Copy every entry below word for word, leaving out the pictures.

--- Start of Material ---

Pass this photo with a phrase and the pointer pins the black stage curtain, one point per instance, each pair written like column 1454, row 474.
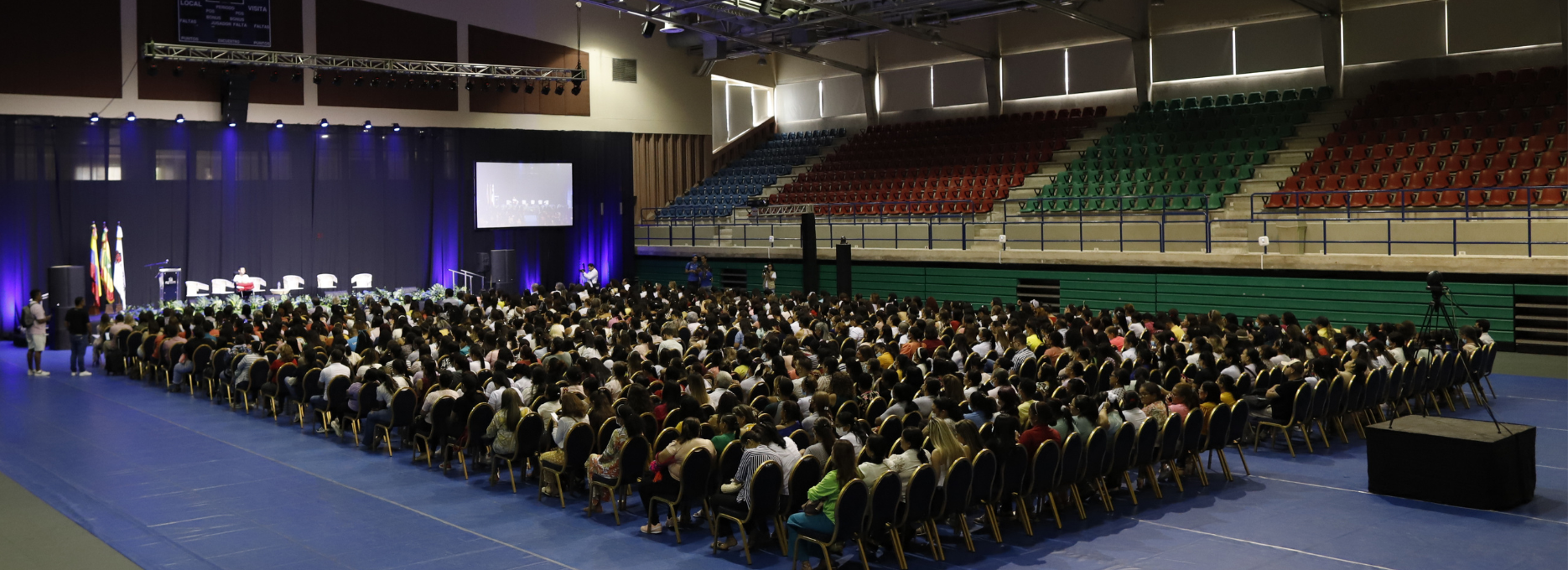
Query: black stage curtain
column 300, row 200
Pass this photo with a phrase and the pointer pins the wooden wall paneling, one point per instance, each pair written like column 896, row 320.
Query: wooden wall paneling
column 499, row 47
column 50, row 57
column 364, row 28
column 665, row 166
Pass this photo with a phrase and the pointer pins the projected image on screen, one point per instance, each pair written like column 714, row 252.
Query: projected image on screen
column 511, row 194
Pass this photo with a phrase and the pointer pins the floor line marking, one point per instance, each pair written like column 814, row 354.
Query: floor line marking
column 1366, row 492
column 1259, row 544
column 319, row 476
column 1545, row 400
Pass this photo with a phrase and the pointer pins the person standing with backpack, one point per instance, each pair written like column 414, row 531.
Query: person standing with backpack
column 36, row 321
column 77, row 326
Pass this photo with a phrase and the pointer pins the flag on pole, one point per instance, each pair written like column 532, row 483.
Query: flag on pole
column 120, row 262
column 93, row 274
column 106, row 268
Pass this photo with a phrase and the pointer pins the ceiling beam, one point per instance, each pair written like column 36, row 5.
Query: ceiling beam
column 1317, row 8
column 919, row 35
column 672, row 10
column 1084, row 18
column 729, row 36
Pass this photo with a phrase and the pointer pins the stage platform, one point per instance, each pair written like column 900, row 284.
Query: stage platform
column 174, row 483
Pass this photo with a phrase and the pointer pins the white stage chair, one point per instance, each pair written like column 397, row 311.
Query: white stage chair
column 195, row 288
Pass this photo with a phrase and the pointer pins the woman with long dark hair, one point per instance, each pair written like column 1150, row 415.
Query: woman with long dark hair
column 822, row 501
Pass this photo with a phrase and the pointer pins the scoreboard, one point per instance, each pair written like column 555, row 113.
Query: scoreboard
column 226, row 23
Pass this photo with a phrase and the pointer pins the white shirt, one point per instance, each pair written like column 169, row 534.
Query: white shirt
column 333, row 370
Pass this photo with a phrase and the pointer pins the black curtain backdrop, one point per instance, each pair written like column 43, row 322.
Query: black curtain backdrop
column 293, row 201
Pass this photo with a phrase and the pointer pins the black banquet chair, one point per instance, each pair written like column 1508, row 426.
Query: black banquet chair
column 762, row 503
column 695, row 469
column 854, row 500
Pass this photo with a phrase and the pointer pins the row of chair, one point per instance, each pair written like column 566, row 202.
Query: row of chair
column 1465, row 179
column 1142, row 202
column 1236, row 99
column 1524, row 75
column 1423, row 200
column 1436, row 126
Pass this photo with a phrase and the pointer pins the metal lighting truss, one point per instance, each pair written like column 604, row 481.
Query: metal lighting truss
column 355, row 65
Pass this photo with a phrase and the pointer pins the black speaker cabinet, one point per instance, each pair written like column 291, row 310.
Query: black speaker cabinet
column 66, row 282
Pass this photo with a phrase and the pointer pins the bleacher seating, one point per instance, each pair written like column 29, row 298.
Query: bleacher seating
column 1180, row 154
column 742, row 179
column 1451, row 142
column 935, row 166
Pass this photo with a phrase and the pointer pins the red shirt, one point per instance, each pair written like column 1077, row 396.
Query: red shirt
column 1036, row 436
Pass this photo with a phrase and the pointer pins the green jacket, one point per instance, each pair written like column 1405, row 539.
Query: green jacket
column 827, row 490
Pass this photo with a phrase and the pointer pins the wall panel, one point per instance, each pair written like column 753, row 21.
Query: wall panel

--- End of Material ---

— Response to this exercise —
Pass this photo with a phrase and the pointer pins the black stage curtain, one point per instance, each pair written like column 1454, row 474.
Query: black stage curtain
column 300, row 200
Pass this photo with a phrase and the pointer pins the wooden wall paneling, one point per instance, each pair written like column 896, row 320.
Query: wooden wall paneling
column 499, row 47
column 50, row 57
column 364, row 28
column 665, row 166
Pass this photo with a phrase and the pointer pins the projected image on screen, one point per instance, each pair written like column 714, row 252.
Query: projected image on screen
column 511, row 194
Pass this photo with a phrase and the pointer pins the floor line marking, one point per instance, each pair written like column 814, row 354.
Query: floor line marking
column 1366, row 492
column 1259, row 544
column 319, row 476
column 1545, row 400
Pass this photo with a phrase and the pointer pins the person standing with backpack, one point per instance, each pair written like column 414, row 531.
Query: person standing with backpack
column 36, row 321
column 77, row 326
Pass this photo with a phrase and the pointer pins the flag on pole, one point per instance, each pair written like column 532, row 483.
Query: flag on pole
column 120, row 262
column 93, row 274
column 106, row 268
Pass this photo with a phrase and the pointer pins the ceiling beam, one point per instance, each pair written like column 36, row 5.
Query: ceiling beam
column 1317, row 8
column 919, row 35
column 672, row 10
column 1084, row 18
column 729, row 36
Pass this photo with a phrase and the pointer pins the stage platform, one point per instance, each pair written like column 900, row 284.
Query: stage platform
column 174, row 483
Pass this photo with a phrase and the pointer pins the white stage chair, one point per instance, each pair written like column 397, row 311.
Query: white stage chair
column 195, row 288
Pass this photo with a phrase and the pointer pins the woman with long dark hair, one point per instance, each pair written like column 1150, row 415.
Query: woman with long dark hair
column 822, row 501
Pass this photo with a phrase and the pointer pins the scoreboard, one point per instance, each pair written like column 555, row 113.
Query: scoreboard
column 226, row 23
Pass this photo with a phrase and the pointer pins the white shirt, one point per instance, each pair written like column 169, row 534.
Query: white shirt
column 333, row 370
Pass this photo with a phrase and the pointer pins the black curtain backdrop, one point per instance, each pair written like column 43, row 322.
Query: black curtain backdrop
column 293, row 201
Pass this photo with a phrase and the pointer pins the black banquet chair, one point per instance, each pair written like column 1508, row 426.
Query: black banquet chair
column 762, row 503
column 695, row 469
column 854, row 500
Pass this photo with a phrase and the pointer pins the row of chair, one point per instance, each pair written like column 566, row 202.
Query: row of chair
column 1465, row 179
column 1142, row 202
column 1236, row 99
column 1524, row 75
column 1423, row 200
column 1436, row 126
Pass this photo with a phrase and the pointer pins the metal lighting truss, one point per instance, each pair written like column 604, row 481.
Query: metal lighting truss
column 355, row 65
Pass this photo with a phrase and the pointer pins the black speaker cabinet, one point per instance, each pair written like column 291, row 310.
Query: black speaker cabinet
column 66, row 282
Pass this photo with a phrase and the pointer pins the bleacher seating, one point per instance, each pair written like column 29, row 298.
Query: bleacher seating
column 1180, row 154
column 742, row 179
column 1451, row 142
column 935, row 166
Pass this photo with a phrase and the pointer pins the red shirt, one point per instance, each pair written like column 1077, row 396.
Query: red shirt
column 1036, row 436
Pass this photo with a phrase and the pointer pins the green jacket, one point per instance, each pair written like column 1405, row 539.
Query: green jacket
column 827, row 490
Pass this photo with a phrase and the pointer pins the wall panel, one point per instance, each pair written like column 753, row 21.
Query: wall panel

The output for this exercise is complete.